WHAT TO WORK ON –
- A) List every abbreviation written entirely in capital letters that appears in the page on API rate limits, giving each one once.
- B) Reproduce the passage of the page on API rate limits that begins at the words "Following a Style" and stops after "a 'concept' topic.".

Skip to content

Following a Style Guide: Explaining API Rate Limits Using an ATM Analogy

Iyanuoluwa Fesobi edited this page Jan 6, 2026 · 10 revisions

Read time: 2 minutes

This is a deliberately simple explanation of a technical idea, written to meet strict plain-language and style constraints. It is written following one of JPDocu School of Technical Writing style guides. It is also written following the DITA structure for a 'concept' topic.

What is an API Rate Limit?

An API rate limit restricts how frequently requests can be made to an API. This guide explains rate limits using an ATM analogy to show how they work in practice.

Why Rate Limits Exist

APIs receive requests from many users and applications at the same time. Without limits, too many requests can slow the system or cause outages.

Sometimes, excessive requests are part of a cyberattack known as DDOS (Distributed Denial of Service). A DDOS attack overwhelms a service with excessive traffic, making it unavailable to legitimate users.

INPUT DATA –
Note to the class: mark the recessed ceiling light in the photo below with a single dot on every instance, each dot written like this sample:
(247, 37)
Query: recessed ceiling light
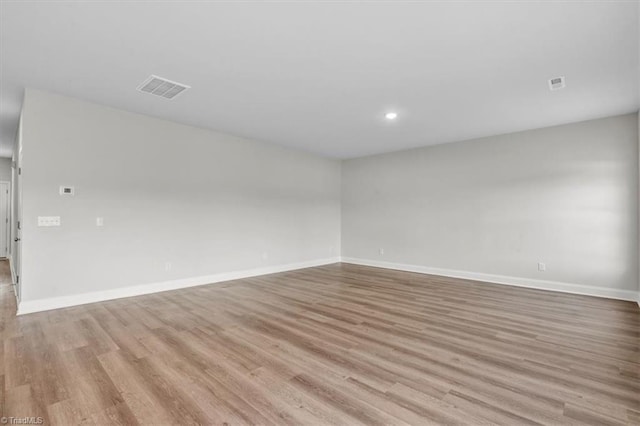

SOLUTION SET –
- A) API, ATM, DITA, DDOS

- B)
Following a Style Guide: Explaining API Rate Limits Using an ATM Analogy

Iyanuoluwa Fesobi edited this page Jan 6, 2026 · 10 revisions

Read time: 2 minutes

This is a deliberately simple explanation of a technical idea, written to meet strict plain-language and style constraints. It is written following one of JPDocu School of Technical Writing style guides. It is also written following the DITA structure for a 'concept' topic.